### Aim
Repeat the entries that follow verbatim, without any of their pictures.

### Position identification records

------

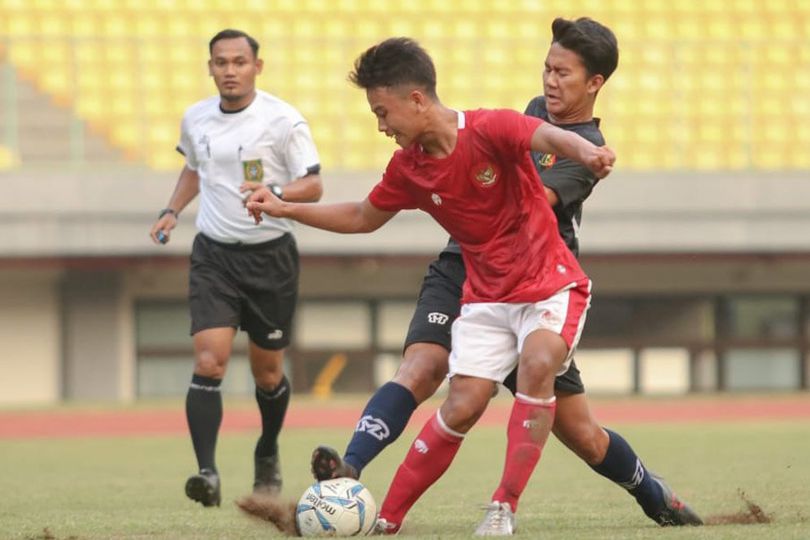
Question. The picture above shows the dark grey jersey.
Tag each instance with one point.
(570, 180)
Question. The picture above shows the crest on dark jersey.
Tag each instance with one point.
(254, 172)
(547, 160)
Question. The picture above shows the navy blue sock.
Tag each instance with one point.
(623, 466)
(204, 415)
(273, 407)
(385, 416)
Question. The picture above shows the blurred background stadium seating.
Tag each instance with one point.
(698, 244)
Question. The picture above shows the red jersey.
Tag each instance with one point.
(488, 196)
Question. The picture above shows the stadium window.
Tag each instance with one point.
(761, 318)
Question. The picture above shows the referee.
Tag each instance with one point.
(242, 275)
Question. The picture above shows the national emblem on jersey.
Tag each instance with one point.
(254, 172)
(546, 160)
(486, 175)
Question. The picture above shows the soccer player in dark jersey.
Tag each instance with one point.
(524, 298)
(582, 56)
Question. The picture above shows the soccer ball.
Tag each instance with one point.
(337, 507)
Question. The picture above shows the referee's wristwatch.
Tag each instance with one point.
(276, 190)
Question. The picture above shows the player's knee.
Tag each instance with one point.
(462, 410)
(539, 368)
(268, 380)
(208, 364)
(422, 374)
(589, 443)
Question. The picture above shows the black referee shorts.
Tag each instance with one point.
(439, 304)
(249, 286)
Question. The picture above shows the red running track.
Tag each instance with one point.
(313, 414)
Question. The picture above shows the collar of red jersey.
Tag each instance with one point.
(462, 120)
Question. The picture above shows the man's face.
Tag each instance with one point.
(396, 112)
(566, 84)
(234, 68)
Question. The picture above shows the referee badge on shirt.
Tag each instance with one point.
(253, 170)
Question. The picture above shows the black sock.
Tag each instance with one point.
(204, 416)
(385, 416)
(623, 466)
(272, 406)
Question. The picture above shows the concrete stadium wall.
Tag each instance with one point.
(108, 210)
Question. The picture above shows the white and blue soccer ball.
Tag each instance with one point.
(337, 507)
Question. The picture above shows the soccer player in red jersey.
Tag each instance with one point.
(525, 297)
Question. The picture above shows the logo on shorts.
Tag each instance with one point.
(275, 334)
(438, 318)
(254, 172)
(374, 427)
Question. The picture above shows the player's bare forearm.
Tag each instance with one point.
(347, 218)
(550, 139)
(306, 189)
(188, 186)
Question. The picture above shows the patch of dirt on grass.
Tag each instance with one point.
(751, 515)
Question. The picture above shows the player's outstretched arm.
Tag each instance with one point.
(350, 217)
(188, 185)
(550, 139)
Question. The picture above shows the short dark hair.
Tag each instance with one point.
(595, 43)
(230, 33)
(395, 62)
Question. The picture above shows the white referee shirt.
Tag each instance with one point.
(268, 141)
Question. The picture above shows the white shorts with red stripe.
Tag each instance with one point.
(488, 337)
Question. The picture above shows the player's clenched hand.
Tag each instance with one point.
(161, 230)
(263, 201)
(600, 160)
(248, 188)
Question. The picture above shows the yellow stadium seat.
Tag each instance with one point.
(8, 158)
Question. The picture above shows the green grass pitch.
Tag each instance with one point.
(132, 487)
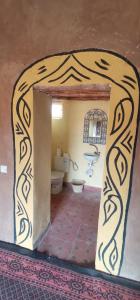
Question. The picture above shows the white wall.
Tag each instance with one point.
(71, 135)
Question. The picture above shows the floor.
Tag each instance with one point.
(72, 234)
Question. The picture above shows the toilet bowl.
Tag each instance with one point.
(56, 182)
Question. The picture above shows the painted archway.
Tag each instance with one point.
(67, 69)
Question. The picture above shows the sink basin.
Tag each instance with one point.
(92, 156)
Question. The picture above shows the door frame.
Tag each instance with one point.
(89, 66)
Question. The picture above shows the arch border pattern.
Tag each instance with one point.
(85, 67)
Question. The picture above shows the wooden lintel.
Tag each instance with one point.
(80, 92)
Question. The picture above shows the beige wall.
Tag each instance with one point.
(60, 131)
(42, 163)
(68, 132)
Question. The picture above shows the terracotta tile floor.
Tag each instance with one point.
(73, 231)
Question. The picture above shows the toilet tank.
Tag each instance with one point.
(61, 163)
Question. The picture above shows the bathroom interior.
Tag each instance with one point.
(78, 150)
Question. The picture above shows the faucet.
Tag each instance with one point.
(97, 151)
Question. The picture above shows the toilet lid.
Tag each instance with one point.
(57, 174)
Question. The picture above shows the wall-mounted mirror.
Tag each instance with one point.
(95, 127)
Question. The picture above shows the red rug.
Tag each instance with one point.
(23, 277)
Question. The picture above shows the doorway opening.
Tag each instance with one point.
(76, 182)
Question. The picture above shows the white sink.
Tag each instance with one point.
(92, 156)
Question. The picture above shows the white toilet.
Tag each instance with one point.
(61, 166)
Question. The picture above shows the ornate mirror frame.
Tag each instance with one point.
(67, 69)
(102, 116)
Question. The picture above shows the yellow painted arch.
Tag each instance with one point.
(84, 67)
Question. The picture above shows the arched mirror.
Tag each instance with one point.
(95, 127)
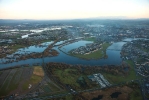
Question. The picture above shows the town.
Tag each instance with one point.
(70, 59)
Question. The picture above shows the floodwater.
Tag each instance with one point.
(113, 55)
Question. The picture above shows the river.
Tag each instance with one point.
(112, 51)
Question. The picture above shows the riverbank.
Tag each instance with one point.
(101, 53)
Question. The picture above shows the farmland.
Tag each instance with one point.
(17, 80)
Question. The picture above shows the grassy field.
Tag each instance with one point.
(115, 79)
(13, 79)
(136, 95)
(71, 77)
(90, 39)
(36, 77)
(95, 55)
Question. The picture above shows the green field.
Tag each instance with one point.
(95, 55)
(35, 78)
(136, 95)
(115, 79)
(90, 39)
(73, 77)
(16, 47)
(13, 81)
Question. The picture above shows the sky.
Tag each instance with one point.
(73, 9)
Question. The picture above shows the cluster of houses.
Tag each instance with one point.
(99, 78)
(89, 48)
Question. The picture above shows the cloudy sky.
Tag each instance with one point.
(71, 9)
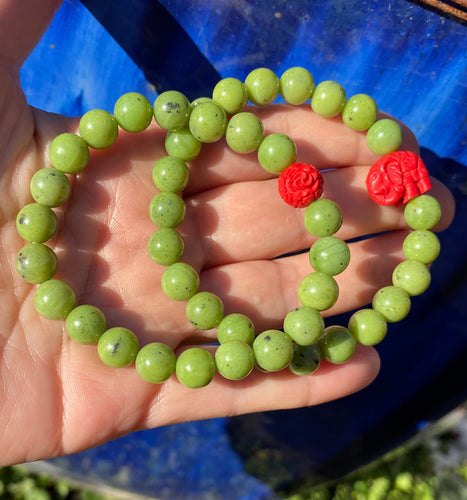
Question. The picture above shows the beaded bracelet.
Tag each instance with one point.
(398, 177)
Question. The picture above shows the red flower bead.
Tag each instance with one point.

------

### Task response
Question. The picture above shows the dark grey jersey.
Tag each instance with one point.
(570, 180)
Question. The picture above shows the crest on dark jersey.
Tag each instance with one point.
(254, 172)
(547, 160)
Question. The picture above shows the navy blue sock.
Tag each instance with one point.
(623, 466)
(204, 415)
(273, 407)
(385, 416)
Question. The picture above shows the blurred background stadium seating.
Tag each instance with one point.
(698, 244)
Question. The picture above shows the red jersey.
Tag each instance with one point.
(488, 196)
Question. The picture above shows the stadium window.
Tag each instance with one point.
(761, 318)
Question. The picture above shows the referee.
Tag each instance with one point.
(242, 275)
Question. The picture above shows the national emblem on jersey.
Tag each instance with one point.
(254, 172)
(546, 160)
(486, 175)
Question. The picture above shows the soccer player in dark jersey.
Tag each instance with one point.
(524, 298)
(582, 56)
Question. The picture above shows the soccer ball.
Tag each instance with one point.
(337, 507)
Question. The picture above shows the referee's wristwatch.
Tag each instance with one point.
(276, 190)
Question. The picture above shows the player's knee.
Tag each instance with one point.
(462, 410)
(539, 368)
(268, 380)
(208, 364)
(422, 374)
(589, 443)
Question. The picture above shows the black referee shorts.
Tag each instance with one point.
(439, 304)
(249, 286)
Question. The picture above shows the red running track.
Tag each instance with one point.
(313, 414)
Question. The picture above shows the collar of red jersey.
Tag each instance with one point.
(462, 120)
Question. The picture above shows the man's face.
Tag each instance with one point.
(396, 112)
(566, 84)
(234, 68)
Question. The picture above shows the referee badge on shirt.
Tag each instance with one point.
(253, 170)
Question. The picture above shows the black sock.
Tag each instance with one point.
(204, 416)
(385, 416)
(623, 466)
(272, 406)
Question. The picture above shows the concrete stadium wall.
Tag each instance with one point.
(108, 210)
Question. The picture above shows the white and blue soccer ball.
Tag each instance with one point.
(337, 507)
Question. The picture above shows the soccer player in red jersey.
Tag each instance with one point.
(525, 297)
Question. The picture above shows the logo on shorts.
Tag each instance with one point.
(275, 334)
(438, 318)
(254, 172)
(374, 427)
Question. The picture above shows the player's bare forearm.
Tag each instance with one point.
(347, 218)
(550, 139)
(306, 189)
(188, 186)
Question. The picture above shows the patch of dirt on grass.
Tag each instance with one point.
(751, 515)
Question. The picture above shows the player's outstretched arm.
Tag each instance with one point.
(350, 217)
(188, 185)
(550, 139)
Question. The picture above shows the short dark hair.
Tag each instance with one point.
(595, 43)
(230, 33)
(395, 62)
Question. The picture above shows the white referee shirt.
Tag each instance with one point.
(268, 141)
Question. The picture above shows the white shorts with red stripe.
Tag each instance with one point.
(488, 337)
Question. The picture above shows the player's clenched hand.
Tag each instance with one point.
(161, 230)
(263, 201)
(600, 160)
(248, 188)
Question. The picture above shows the yellow stadium seat.
Tag each instance with one point.
(8, 158)
Question. The picture above shows the green grass pitch.
Tag each instance with one point.
(132, 487)
Question. The picture above shows the white wall.
Tag each instance with one point.
(71, 135)
Question. The picture above shows the floor.
Tag each instance with one point.
(72, 234)
Question. The picture above shows the toilet bowl.
Tag each instance with one point.
(56, 182)
Question. The picture above shows the painted archway.
Tag each instance with one point.
(67, 69)
Question. The picture above shows the sink basin.
Tag each instance with one point.
(92, 156)
Question. The picture above shows the door frame.
Tag each instance with one point.
(89, 66)
Question. The picture above shows the arch border pattern.
Tag each instance with one point.
(85, 67)
Question. The picture above shows the wooden lintel.
Tag each instance with one point.
(80, 92)
Question. The picture above shows the beige wall.
Tag each instance with one point.
(60, 131)
(42, 163)
(68, 132)
Question. The picture above shows the terracotta tile floor.
Tag each instance with one point.
(73, 231)
Question. The picture above shows the toilet tank.
Tag each instance with one point.
(61, 163)
Question. The picture above shows the bathroom interior.
Tag each instance with one point.
(78, 150)
Question. The picture above shows the faucet.
Tag each instance with one point.
(97, 151)
Question. The picture above shows the toilet lid.
Tag each instance with one point.
(57, 174)
Question. The picture above shows the wall-mounted mirror.
Tag each instance with one point.
(95, 127)
Question. The picture above shows the red rug.
Tag each instance with one point.
(23, 277)
Question. The picture above shows the doorway opening.
Tag each instance with one point.
(76, 182)
Question. The picture above shows the white sink.
Tag each instance with one point.
(92, 156)
Question. The picture above shows the white toilet.
Tag each instance with one point.
(61, 166)
Question. The picture above shows the ornate mirror frame.
Tag each instance with one point.
(67, 69)
(102, 116)
Question. The picture above shows the yellow painted arch.
Tag each instance with one point.
(84, 67)
Question. The picture above shows the arched mirror.
Tag each instance with one point.
(95, 127)
Question. The picture above shows the town.
Tag each instance with one point.
(70, 59)
Question. The picture above shows the floodwater.
Tag each instance with one point.
(113, 55)
Question. The picture above shows the river.
Tag each instance with one point.
(112, 51)
Question. The picture above shows the riverbank.
Tag each instance with one point.
(101, 53)
Question. The picture above shows the farmland.
Tag each instance with one point.
(17, 80)
Question. The picture above shows the grassy field.
Tag each instance with one point.
(115, 79)
(13, 79)
(136, 95)
(71, 77)
(90, 39)
(36, 77)
(95, 55)
Question. The picture above shows the green field.
Tag each instance with one point.
(95, 55)
(35, 78)
(136, 95)
(115, 79)
(90, 39)
(73, 77)
(16, 47)
(13, 81)
Question. The picture above shows the sky.
Tag each instance with one point.
(73, 9)
Question. The picture above shows the cluster of houses.
Tag each instance with one point.
(99, 78)
(89, 48)
Question. The picture above shows the cloudy sky.
Tag each instance with one point.
(71, 9)
Question. The picture above shows the beaded bracelet.
Tag each instance with one point.
(398, 177)
Question. The picture above shows the red flower bead.
Tag each instance with one point.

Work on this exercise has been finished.